BEGIN Extracted material
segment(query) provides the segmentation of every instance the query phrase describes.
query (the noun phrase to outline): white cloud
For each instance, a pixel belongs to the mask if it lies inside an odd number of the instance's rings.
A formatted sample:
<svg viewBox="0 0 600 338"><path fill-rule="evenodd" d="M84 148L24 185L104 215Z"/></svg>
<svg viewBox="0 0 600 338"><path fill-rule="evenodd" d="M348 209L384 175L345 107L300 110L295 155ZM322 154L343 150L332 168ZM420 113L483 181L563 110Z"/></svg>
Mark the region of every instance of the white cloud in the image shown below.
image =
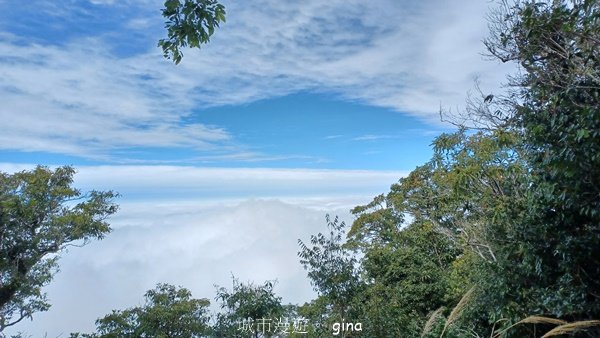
END Extracted material
- [Work item] Filter the entries down to the lines with the word "every" in them.

- [Written solution]
segment(query) provides the segmentation of every instance the query phrase describes.
Mark the region of every instance of the white cloud in the image shown below.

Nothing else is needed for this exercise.